**Short problem:** Rewrite the records from the line that contains "locate the window pane in the photo above" through the end of the records, both included, keeping every request line unchanged. Scale each coordinate in the answers by 2.45 and round it to a whole number, rounding halves up.

**Listing:**

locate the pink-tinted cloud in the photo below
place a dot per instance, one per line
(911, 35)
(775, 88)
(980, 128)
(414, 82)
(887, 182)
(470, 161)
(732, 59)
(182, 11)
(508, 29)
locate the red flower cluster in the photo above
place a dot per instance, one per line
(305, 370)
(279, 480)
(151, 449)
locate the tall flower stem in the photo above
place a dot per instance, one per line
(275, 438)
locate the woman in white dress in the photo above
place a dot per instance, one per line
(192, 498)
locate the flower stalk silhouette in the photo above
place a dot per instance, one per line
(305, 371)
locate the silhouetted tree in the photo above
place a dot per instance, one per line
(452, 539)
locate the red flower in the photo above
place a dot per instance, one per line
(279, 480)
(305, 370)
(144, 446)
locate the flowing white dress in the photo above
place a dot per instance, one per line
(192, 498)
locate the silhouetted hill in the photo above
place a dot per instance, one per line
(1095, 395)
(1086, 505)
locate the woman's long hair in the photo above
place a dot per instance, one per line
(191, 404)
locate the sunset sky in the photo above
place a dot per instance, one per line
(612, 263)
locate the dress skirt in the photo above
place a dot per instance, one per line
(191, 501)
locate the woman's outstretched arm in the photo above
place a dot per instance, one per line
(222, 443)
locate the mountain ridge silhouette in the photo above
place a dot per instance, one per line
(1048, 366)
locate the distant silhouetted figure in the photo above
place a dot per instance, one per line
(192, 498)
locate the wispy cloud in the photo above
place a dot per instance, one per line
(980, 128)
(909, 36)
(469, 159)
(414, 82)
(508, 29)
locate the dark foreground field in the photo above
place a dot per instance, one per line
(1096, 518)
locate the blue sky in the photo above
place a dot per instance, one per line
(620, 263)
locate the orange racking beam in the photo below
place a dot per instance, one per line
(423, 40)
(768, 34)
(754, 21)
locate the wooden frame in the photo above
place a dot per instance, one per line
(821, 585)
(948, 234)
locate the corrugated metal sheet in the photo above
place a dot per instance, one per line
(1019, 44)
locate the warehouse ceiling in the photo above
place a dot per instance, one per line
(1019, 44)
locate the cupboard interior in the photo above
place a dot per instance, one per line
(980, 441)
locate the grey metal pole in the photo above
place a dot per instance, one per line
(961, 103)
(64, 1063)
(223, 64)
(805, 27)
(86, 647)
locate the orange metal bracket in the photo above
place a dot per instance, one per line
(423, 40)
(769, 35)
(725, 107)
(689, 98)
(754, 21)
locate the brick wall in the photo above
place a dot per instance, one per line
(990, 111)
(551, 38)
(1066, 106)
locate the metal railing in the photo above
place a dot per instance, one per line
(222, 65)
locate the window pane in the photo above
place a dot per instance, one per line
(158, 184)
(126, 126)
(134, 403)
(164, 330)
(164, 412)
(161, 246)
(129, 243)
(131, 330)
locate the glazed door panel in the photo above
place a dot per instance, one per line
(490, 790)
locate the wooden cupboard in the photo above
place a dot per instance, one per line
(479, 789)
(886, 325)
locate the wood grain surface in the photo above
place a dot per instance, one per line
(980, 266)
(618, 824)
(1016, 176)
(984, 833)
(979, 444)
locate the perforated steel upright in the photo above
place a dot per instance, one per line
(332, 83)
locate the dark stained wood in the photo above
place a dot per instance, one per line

**Response:**
locate the window pane in the photo above
place a dot per instance, one per line
(387, 451)
(309, 309)
(328, 987)
(402, 809)
(402, 1009)
(394, 603)
(316, 595)
(321, 809)
locate the glazed door panel in the photo above
place a dot per instance, one per line
(1201, 1936)
locate the wooden cupboard in the photo above
place a dot per instance, one per line
(1174, 1933)
(2171, 796)
locate the wood grain surface in the photo above
place a dot per instance, one per line
(2401, 652)
(1514, 2019)
(2489, 431)
(2411, 2041)
(2399, 1088)
locate the perforated steel upright in the photo above
place a dot per instance, one per line
(813, 203)
locate the dark stained wood in the photo above
place a dot per instance, one per line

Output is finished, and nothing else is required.